### GOAL OF THE EXERCISE
Copy the data below exactly, omitting any picture it contains.

+ + + + +

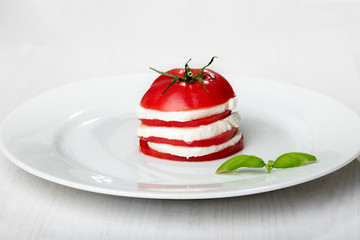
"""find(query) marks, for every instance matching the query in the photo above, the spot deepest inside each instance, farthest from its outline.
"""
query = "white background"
(44, 44)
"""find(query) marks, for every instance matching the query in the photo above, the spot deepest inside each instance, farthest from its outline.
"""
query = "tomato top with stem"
(183, 89)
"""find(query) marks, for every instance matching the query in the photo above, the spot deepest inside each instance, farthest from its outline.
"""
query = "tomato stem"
(188, 76)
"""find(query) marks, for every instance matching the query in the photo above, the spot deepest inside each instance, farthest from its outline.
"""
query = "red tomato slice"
(219, 139)
(144, 147)
(193, 123)
(183, 96)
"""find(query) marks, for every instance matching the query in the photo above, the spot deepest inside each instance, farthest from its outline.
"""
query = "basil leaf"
(293, 159)
(241, 161)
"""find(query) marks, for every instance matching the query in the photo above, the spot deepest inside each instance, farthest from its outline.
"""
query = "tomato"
(219, 139)
(183, 96)
(144, 148)
(185, 89)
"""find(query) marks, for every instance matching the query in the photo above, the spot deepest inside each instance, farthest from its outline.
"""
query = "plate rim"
(162, 195)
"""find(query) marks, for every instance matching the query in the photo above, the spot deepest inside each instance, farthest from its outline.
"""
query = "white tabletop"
(45, 44)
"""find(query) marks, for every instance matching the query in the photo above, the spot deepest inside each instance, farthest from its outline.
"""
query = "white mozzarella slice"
(184, 116)
(194, 151)
(191, 134)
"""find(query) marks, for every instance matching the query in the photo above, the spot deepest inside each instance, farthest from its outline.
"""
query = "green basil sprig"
(287, 160)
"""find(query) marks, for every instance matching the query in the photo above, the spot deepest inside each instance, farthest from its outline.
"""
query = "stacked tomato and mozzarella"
(190, 121)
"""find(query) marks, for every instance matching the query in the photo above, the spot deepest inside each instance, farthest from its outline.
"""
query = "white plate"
(83, 135)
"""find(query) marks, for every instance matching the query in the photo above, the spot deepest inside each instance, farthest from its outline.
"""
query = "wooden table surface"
(312, 44)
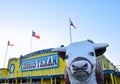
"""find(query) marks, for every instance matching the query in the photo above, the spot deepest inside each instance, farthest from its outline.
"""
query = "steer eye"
(66, 56)
(91, 53)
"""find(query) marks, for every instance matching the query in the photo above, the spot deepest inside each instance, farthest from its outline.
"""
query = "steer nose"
(80, 67)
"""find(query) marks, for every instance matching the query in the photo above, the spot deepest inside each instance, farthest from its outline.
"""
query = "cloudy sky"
(98, 20)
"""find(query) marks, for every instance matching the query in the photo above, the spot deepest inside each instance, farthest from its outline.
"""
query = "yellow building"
(46, 67)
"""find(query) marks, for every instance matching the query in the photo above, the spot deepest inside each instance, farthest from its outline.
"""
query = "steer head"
(81, 57)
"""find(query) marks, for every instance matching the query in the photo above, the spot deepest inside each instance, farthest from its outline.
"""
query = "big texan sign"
(40, 63)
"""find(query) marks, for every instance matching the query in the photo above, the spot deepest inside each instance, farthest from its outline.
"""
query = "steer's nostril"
(73, 65)
(85, 66)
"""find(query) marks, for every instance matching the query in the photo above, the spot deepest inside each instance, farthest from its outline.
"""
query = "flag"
(71, 23)
(35, 35)
(10, 44)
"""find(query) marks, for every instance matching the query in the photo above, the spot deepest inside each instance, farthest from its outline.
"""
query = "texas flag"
(10, 44)
(35, 35)
(71, 23)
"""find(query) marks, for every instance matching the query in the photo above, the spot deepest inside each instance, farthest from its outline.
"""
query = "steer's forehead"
(83, 47)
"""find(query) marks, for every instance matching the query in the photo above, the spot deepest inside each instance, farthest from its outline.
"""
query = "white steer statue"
(82, 66)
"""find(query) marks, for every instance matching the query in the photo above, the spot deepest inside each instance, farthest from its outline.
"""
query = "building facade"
(46, 67)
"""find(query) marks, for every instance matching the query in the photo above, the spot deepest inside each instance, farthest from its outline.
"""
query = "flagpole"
(5, 56)
(5, 59)
(70, 30)
(31, 43)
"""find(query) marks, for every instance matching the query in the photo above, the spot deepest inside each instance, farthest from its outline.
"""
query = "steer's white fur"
(81, 49)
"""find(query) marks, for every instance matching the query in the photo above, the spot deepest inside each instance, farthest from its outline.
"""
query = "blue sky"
(98, 20)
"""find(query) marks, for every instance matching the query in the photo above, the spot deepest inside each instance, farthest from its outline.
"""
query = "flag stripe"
(71, 23)
(35, 35)
(10, 44)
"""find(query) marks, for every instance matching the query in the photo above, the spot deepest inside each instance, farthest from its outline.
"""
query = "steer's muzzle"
(77, 68)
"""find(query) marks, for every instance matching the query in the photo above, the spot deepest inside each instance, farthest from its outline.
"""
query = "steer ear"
(61, 52)
(100, 48)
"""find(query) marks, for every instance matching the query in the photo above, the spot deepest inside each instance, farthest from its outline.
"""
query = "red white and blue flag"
(71, 23)
(35, 35)
(10, 44)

+ + + + +

### FINISHED ANSWER
"""find(query) marks, for every instance matching the query in the photo above, the spot deepest inside each instance, farthest from its outline.
"""
query = "white background"
(44, 44)
"""find(query) marks, for every instance matching the query in the photo above, the spot deepest inside each instance, farthest from its outline.
"""
query = "tomato top with stem"
(183, 89)
"""find(query) marks, for every instance matching the query in the photo above, the spot deepest inside each instance, farthest from its outline.
"""
query = "tomato stem"
(188, 76)
"""find(query) marks, for every instance matching the query in the photo above, the spot deepest inside each instance, farthest from its outline.
"""
query = "red tomato slice"
(219, 139)
(144, 147)
(193, 123)
(183, 96)
"""find(query) marks, for every instance matching the query in the photo above, the spot deepest inside each instance, farthest from its outline.
"""
query = "basil leaf"
(293, 159)
(241, 161)
"""find(query) marks, for every instance matching the query in the photo above, the spot deepest inside each instance, farthest from its outline.
"""
query = "tomato"
(219, 139)
(183, 96)
(144, 148)
(185, 89)
"""find(query) marks, for every instance matching the query in the photo above, the spot deepest inside each instance, farthest from its outline.
"""
query = "plate rim"
(162, 195)
"""find(query) marks, for every instance matching the query in the photo above, the spot deepest inside each instance, farthest from its outline.
"""
query = "white tabletop"
(45, 44)
"""find(query) marks, for every instance matching the query in the photo above, the spot deepest inside each instance, farthest from its outline.
"""
query = "white mozzarella slice"
(184, 116)
(194, 151)
(191, 134)
"""find(query) marks, for every instance matching the query in the photo above, the spot deepest inside each instance, farthest from its outline.
"""
query = "green basil sprig"
(287, 160)
"""find(query) marks, for every instance matching the query in the photo above, the spot deepest inside each instance, farthest from its outline.
"""
query = "stacked tomato and mozzarella"
(190, 121)
"""find(query) marks, for every instance matching the query in the photo above, the spot deepest inside each instance, farthest from its outline.
"""
query = "white plate"
(83, 135)
"""find(query) marks, for every instance matching the query in the photo above, the spot deepest inside each instance, farthest from its outline.
"""
query = "wooden table surface"
(312, 44)
"""find(query) marks, for every instance matching the query in the photo above, the spot deepest inside each instance, farthest from its outline.
"""
query = "steer eye"
(66, 56)
(91, 53)
"""find(query) marks, for every instance matching the query in the photo above, the spot deepest inside each instance, farthest from its outline.
"""
query = "steer nose"
(80, 67)
"""find(query) marks, for every instance matching the query in the photo above, the spot deepest inside each instance, farthest from its outline.
"""
query = "cloudy sky"
(98, 20)
"""find(query) marks, for every instance matching the query in the photo above, the spot deepest inside each instance, farthest from its outline.
"""
query = "yellow building"
(46, 67)
"""find(query) marks, for every instance matching the query in the photo above, the spot deepest inside each instance, farthest from its outline.
"""
query = "steer head"
(81, 57)
"""find(query) marks, for every instance matching the query in the photo above, the spot deepest inside each instance, farthest from its outline.
"""
query = "big texan sign"
(40, 63)
"""find(query) marks, for every instance matching the query in the photo above, the spot deepest inside each instance, farthest from its outline.
"""
query = "steer's nostril"
(73, 65)
(85, 66)
"""find(query) marks, for every instance matching the query in the photo above, the spot deepest inside each instance, farthest from its outline.
"""
query = "flag"
(71, 23)
(35, 35)
(10, 44)
"""find(query) marks, for every instance matching the query in the photo above, the spot deepest inside each instance, farthest from its outline.
"""
query = "texas flag"
(10, 44)
(35, 35)
(71, 23)
"""find(query) marks, for every instance matching the query in the photo above, the spot deepest inside each instance, farthest from its outline.
"""
query = "steer's forehead"
(83, 47)
"""find(query) marks, for every instance matching the query in the photo above, the spot deepest inside each instance, farthest from its outline.
"""
query = "white steer statue"
(82, 66)
"""find(query) marks, for every instance matching the query in the photo above, the spot deepest inside each instance, farthest from its outline.
"""
query = "building facade"
(46, 67)
"""find(query) marks, for every instance matching the query in the photo above, the spot deepest inside each instance, farthest from its outline.
"""
query = "flagpole"
(5, 56)
(5, 59)
(70, 30)
(31, 43)
"""find(query) marks, for every instance matching the query in the photo above, the spot deepest inside each instance, farthest from its outline.
"""
query = "steer's white fur"
(81, 49)
"""find(query) marks, for every instance matching the query in the photo above, the spot deepest inside each instance, farthest from its outline.
"""
query = "blue sky"
(98, 20)
"""find(query) marks, for every instance matching the query in the photo above, the spot deepest inside each instance, farthest from its outline.
"""
query = "flag stripe"
(71, 23)
(35, 35)
(10, 44)
"""find(query) marks, for every instance matching the query in the photo above, the spot deepest inside each instance, farthest from its outline.
"""
query = "steer's muzzle"
(77, 68)
"""find(query) marks, for every instance matching the query in the photo above, the spot deepest inside each instance, farthest from its outline.
"""
query = "steer ear"
(61, 52)
(100, 48)
"""find(query) marks, for every instance matching the query in the photo above, the spot deepest inside each instance, farthest from its outline.
"""
query = "red white and blue flag"
(71, 23)
(35, 35)
(10, 44)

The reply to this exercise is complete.